GOAL
Reproduce word for word the stretch of the article below on predicting Spotify music genres, everything from "Predicting the music" down to "the model performance.".
━━━━━ PASSAGE PROVIDED ━━━━━
Predicting the music genre of spotify tracks using deep learning

Author

Daniel Loos

Published

October 10, 2022

Abstract

Music genres are often composed of particular pitch patterns that can be used for prediction. The Spotify API provides features for entire tracks, e.g. its loudness or acousticness scores, as well as the sequence of the individual pitches (notes). Totaling 3600 tracks across techno, rock, jazz and classicsal generes were analyzed and used for both classical Machine Learning and Deep Learning modeling methods. Validation accuracy of both approaches were similar suggesting that more sophisticated network architectures are needed to increase the model performance.

Tech stack

keras deep learning framework
Tensorflow deep learning framework
tidymodels machine learning framework
tidyverse data wrangling
R targets pipeline system
spotifyr REST API calls
quarto notebook documentation

Keywords:

Spatial data analysis
deep learning
CNN
LSTM
REST APIs

This project on GitHub

ETL pipeline

Spotify audio analysis API was queried to get summary features, e.g. danceability and accousticness, as well as the individual pitch sequences of 3600 music tracks. An R targets pipeline DAG was created to retrieve and transform the data allowing parallelization and caching:

source("_targets.R")
━━━━━ SUPPLIED ENTRIES ━━━━━
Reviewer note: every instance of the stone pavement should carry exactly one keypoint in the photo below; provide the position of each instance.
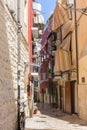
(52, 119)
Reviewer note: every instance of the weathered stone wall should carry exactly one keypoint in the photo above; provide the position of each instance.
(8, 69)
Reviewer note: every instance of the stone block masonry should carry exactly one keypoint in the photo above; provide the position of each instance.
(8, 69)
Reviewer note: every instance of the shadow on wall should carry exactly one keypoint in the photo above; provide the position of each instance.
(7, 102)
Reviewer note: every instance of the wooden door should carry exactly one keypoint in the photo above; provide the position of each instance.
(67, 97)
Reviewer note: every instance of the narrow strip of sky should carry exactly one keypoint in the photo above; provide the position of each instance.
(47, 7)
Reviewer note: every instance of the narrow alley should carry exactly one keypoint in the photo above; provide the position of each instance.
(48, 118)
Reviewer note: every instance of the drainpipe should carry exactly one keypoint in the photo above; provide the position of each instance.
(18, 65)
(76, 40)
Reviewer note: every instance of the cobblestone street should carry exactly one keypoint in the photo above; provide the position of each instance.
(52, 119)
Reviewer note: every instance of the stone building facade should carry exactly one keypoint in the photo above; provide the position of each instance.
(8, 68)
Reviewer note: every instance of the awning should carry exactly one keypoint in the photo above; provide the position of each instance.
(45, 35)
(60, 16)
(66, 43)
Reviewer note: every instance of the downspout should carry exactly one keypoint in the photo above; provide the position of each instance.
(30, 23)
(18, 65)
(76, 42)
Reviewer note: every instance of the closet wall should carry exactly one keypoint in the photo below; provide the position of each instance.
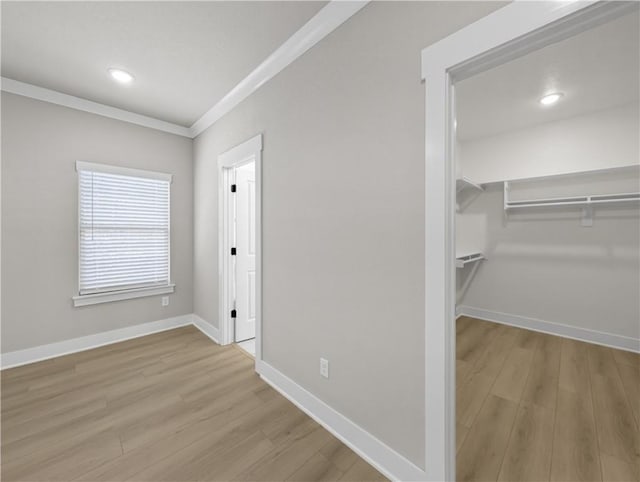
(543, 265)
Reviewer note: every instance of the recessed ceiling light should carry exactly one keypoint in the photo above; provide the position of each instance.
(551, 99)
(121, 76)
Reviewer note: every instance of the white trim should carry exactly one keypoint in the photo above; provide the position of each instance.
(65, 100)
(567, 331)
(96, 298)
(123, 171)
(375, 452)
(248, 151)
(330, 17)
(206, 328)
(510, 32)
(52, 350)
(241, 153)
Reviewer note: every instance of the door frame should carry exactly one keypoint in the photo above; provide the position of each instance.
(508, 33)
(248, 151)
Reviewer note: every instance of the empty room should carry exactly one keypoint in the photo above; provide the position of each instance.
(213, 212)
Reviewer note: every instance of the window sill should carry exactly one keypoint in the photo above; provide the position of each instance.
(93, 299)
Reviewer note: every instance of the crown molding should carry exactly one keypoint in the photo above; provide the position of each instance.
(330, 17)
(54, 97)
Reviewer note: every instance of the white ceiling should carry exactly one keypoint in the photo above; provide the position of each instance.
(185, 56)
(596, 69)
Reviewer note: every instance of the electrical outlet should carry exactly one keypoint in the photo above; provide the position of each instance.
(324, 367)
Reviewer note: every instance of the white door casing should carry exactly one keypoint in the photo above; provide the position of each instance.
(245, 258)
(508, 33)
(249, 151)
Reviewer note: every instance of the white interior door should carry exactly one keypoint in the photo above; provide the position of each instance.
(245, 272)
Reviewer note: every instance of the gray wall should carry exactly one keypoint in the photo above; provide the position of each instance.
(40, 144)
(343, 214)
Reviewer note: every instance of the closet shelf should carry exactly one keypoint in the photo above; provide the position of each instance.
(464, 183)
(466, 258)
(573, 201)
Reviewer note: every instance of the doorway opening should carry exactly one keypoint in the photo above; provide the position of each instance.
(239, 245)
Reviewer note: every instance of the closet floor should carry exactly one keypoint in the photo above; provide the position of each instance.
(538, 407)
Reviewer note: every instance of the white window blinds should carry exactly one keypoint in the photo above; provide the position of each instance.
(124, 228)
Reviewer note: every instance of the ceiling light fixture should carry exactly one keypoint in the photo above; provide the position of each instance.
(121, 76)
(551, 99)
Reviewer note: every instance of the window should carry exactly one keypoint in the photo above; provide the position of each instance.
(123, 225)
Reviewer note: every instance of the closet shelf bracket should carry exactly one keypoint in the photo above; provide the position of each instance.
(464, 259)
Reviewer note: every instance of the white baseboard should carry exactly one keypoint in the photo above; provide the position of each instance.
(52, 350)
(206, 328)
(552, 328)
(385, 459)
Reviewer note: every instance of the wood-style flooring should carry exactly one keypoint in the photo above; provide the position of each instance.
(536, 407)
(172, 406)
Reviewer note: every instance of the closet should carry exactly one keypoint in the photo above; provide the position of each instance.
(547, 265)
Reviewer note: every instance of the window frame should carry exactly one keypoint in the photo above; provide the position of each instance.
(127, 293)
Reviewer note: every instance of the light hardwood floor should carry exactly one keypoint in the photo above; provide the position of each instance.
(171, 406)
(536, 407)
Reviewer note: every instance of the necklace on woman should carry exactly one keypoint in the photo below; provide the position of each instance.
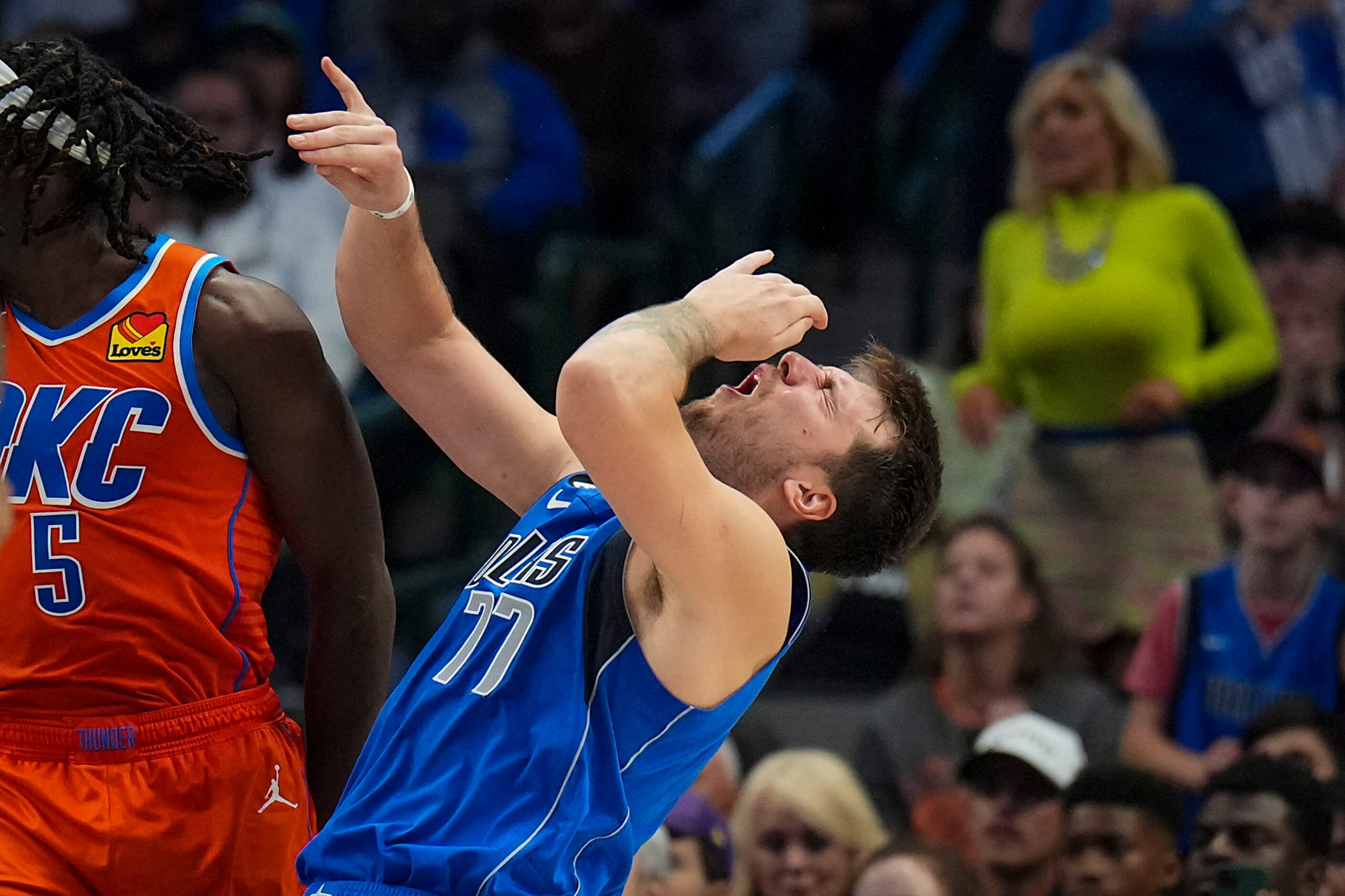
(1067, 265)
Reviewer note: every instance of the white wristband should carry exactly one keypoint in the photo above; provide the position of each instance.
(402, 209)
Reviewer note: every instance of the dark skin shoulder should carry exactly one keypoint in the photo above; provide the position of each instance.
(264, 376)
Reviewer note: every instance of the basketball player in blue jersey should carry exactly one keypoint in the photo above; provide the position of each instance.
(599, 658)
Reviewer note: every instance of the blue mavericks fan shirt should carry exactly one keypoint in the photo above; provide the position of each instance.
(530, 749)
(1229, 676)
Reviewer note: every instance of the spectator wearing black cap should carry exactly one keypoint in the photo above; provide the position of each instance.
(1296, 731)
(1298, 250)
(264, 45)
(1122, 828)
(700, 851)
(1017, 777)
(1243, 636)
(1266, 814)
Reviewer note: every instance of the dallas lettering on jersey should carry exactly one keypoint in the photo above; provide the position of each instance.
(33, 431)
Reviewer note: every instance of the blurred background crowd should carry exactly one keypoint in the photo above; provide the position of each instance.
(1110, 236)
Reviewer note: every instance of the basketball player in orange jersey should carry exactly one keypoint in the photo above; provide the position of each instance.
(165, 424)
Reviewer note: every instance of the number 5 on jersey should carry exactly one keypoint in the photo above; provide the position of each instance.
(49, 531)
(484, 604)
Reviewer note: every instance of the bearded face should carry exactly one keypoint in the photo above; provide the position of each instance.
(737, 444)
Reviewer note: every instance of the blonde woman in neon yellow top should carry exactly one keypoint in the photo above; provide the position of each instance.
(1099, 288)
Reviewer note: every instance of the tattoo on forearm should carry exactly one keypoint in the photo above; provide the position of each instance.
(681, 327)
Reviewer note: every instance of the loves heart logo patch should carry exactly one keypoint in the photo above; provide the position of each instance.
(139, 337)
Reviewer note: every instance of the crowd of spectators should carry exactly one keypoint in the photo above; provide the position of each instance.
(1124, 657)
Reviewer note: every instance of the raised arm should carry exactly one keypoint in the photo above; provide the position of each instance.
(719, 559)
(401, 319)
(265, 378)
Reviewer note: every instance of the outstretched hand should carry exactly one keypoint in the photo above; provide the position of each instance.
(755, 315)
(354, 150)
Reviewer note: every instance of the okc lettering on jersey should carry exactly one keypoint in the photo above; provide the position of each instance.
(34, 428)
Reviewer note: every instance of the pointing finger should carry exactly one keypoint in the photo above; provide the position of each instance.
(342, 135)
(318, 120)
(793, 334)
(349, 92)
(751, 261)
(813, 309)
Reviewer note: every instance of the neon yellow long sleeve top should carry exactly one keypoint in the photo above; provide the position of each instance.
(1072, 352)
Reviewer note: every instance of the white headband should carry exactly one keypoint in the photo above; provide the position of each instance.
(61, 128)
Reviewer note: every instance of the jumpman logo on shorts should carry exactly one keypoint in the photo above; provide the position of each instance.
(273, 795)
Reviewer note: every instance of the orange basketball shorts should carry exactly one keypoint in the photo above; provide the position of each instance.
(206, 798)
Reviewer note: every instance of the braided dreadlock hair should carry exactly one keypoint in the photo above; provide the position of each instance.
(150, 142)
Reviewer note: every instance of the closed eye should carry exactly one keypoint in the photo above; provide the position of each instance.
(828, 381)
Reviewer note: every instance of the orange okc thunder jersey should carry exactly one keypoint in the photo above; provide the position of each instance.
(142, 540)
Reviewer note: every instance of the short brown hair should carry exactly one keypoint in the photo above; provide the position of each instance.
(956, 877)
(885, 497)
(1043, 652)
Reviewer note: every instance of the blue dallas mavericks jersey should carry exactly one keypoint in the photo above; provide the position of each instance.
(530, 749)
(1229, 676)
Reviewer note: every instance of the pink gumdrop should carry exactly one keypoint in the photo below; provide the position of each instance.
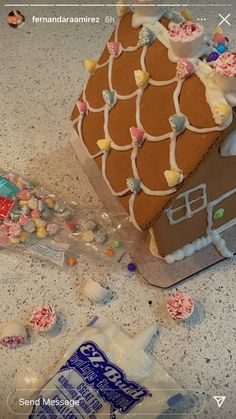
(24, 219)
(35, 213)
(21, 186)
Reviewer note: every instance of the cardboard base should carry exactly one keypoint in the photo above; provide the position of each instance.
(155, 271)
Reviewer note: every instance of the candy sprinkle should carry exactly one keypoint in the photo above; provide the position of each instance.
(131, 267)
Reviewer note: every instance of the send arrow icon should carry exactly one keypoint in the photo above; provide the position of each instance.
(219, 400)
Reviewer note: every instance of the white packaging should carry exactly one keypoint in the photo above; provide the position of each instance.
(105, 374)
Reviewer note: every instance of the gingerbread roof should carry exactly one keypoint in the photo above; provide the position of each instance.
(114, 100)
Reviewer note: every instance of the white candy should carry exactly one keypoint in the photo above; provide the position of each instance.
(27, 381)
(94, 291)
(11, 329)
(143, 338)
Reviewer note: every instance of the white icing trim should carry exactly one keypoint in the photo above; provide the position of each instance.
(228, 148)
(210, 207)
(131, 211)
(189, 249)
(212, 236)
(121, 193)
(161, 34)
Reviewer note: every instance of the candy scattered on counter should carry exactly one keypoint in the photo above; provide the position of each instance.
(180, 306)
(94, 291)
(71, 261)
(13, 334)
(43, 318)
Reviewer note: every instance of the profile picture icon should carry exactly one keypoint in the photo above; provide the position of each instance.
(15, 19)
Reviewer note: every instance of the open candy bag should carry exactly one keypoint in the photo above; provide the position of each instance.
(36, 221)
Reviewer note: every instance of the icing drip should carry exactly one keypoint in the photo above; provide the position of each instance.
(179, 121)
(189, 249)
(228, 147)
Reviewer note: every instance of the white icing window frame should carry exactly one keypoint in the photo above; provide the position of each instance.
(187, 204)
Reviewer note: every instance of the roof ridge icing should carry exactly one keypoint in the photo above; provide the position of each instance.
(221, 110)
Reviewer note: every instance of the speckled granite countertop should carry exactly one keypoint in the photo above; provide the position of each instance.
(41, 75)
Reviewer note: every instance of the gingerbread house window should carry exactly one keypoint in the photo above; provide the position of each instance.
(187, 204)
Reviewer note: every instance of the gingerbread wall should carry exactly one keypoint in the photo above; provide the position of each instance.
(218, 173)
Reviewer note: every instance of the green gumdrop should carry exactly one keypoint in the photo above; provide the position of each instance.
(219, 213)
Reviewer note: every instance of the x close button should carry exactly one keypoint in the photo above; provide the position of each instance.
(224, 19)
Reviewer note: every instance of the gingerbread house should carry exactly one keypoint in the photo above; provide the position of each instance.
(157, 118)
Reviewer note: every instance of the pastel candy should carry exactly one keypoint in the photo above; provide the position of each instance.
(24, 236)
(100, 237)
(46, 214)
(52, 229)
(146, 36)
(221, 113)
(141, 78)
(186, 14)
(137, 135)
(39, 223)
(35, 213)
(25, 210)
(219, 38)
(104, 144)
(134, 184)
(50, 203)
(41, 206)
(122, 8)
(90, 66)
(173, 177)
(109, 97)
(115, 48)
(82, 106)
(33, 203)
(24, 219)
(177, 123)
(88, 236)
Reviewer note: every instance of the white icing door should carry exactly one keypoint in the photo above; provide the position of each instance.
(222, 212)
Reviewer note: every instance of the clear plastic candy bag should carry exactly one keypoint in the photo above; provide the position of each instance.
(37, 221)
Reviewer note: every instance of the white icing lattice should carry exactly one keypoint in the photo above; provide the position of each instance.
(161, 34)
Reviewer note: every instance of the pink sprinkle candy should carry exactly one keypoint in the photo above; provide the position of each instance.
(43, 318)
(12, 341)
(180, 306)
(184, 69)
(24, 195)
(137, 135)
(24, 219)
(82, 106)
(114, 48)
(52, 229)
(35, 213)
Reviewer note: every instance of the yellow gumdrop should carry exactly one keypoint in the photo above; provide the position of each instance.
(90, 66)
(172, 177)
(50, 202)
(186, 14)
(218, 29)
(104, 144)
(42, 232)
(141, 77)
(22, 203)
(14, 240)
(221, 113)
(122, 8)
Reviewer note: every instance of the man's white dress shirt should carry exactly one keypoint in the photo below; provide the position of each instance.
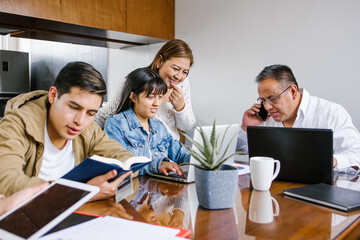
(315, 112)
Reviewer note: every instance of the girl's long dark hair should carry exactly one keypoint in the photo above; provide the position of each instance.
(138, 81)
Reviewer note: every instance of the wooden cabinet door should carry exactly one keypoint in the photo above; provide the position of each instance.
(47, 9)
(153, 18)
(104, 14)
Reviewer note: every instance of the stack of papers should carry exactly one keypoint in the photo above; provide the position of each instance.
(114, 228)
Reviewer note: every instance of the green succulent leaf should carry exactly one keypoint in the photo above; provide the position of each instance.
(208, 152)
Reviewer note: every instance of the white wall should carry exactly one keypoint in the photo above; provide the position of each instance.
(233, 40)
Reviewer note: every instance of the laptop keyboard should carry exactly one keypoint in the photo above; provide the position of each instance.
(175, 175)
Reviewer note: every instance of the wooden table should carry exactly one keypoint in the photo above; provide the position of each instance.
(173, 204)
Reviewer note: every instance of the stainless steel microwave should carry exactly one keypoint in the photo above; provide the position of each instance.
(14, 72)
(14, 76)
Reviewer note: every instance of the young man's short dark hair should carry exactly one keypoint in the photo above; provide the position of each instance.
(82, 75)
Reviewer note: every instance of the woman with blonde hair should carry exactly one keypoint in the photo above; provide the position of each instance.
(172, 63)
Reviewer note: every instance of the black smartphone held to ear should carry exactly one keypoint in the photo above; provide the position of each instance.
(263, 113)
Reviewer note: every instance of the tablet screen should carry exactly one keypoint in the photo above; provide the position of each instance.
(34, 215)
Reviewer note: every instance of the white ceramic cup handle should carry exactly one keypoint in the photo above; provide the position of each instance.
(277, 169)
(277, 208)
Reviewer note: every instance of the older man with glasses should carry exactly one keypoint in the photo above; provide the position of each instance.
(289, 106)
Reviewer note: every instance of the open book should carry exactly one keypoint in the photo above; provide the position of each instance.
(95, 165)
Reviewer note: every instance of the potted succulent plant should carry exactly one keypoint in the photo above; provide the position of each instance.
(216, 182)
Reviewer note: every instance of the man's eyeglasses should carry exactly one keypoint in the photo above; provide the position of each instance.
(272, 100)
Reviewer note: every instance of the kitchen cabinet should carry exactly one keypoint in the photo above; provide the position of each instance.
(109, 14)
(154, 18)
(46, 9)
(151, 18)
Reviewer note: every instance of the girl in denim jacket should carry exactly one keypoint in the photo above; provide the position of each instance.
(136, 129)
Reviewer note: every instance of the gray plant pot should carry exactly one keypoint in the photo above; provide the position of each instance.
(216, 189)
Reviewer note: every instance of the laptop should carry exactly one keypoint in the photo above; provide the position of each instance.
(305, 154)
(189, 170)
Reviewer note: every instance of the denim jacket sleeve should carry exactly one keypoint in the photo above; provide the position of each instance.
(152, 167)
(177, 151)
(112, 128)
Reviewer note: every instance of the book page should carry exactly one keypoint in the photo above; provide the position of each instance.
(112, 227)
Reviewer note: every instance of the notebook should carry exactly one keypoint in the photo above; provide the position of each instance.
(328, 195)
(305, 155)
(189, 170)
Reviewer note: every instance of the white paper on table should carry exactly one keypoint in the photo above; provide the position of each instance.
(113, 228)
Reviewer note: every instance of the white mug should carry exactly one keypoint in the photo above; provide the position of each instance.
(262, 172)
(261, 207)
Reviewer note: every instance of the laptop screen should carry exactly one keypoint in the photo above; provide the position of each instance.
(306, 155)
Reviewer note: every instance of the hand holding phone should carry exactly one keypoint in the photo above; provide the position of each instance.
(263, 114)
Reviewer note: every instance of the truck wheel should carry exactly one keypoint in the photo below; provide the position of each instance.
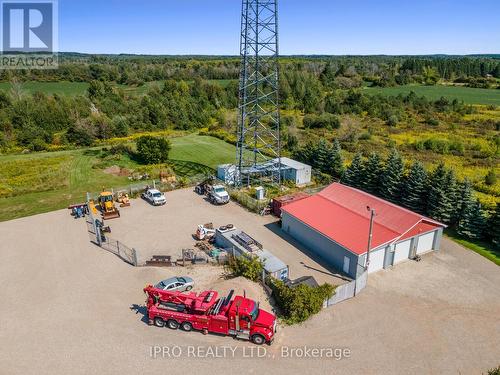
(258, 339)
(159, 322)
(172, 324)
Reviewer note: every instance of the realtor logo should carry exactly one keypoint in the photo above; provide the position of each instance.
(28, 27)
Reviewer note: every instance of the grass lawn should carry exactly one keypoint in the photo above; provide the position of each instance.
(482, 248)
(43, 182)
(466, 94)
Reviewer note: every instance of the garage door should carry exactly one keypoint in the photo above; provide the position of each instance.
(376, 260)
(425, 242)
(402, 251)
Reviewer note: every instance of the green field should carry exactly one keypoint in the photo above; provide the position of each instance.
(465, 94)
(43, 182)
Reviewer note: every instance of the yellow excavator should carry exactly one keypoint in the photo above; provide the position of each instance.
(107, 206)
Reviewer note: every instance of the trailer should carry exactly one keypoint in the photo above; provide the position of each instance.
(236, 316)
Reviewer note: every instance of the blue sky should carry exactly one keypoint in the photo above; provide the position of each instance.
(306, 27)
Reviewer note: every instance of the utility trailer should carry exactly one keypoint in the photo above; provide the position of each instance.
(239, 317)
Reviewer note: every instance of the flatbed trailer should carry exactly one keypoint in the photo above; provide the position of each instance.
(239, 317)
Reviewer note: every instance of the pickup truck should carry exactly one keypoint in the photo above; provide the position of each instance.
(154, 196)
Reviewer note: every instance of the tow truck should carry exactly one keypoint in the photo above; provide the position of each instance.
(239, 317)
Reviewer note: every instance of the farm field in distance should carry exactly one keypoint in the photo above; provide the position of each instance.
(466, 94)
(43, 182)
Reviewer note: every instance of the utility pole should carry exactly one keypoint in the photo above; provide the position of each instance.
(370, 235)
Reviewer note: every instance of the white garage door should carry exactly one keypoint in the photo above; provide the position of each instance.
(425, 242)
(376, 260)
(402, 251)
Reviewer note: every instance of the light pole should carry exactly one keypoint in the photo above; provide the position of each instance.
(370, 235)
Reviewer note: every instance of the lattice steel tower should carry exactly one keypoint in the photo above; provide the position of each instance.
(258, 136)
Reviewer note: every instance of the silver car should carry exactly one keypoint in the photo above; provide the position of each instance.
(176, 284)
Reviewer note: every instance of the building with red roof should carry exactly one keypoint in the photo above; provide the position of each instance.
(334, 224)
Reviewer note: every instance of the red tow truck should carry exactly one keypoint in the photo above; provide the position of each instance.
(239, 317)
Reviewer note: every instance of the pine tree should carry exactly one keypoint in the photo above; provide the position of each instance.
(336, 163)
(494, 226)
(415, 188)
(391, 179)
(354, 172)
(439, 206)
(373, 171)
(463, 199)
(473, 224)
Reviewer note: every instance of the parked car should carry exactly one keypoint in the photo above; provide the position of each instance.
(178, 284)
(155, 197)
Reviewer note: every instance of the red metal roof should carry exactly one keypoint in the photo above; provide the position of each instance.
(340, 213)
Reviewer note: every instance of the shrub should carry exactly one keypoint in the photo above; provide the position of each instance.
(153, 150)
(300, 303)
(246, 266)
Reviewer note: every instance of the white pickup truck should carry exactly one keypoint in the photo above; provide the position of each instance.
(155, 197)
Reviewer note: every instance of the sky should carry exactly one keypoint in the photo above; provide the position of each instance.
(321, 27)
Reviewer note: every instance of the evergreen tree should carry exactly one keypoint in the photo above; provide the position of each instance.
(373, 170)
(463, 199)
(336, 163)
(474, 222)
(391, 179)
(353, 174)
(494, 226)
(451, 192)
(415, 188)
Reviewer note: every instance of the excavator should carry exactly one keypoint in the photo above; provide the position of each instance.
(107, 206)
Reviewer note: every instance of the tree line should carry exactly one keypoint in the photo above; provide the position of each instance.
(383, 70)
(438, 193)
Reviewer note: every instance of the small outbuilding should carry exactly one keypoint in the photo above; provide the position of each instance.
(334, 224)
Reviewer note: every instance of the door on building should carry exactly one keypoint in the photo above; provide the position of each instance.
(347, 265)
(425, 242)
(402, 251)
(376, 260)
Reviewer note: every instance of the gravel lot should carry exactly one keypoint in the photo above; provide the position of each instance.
━━━━━
RESULT OF THE EXERCISE
Predicting the music genre of spotify tracks using deep learning

Author

Daniel Loos

Published

October 10, 2022

Abstract

Music genres are often composed of particular pitch patterns that can be used for prediction. The Spotify API provides features for entire tracks, e.g. its loudness or acousticness scores, as well as the sequence of the individual pitches (notes). Totaling 3600 tracks across techno, rock, jazz and classicsal generes were analyzed and used for both classical Machine Learning and Deep Learning modeling methods. Validation accuracy of both approaches were similar suggesting that more sophisticated network architectures are needed to increase the model performance.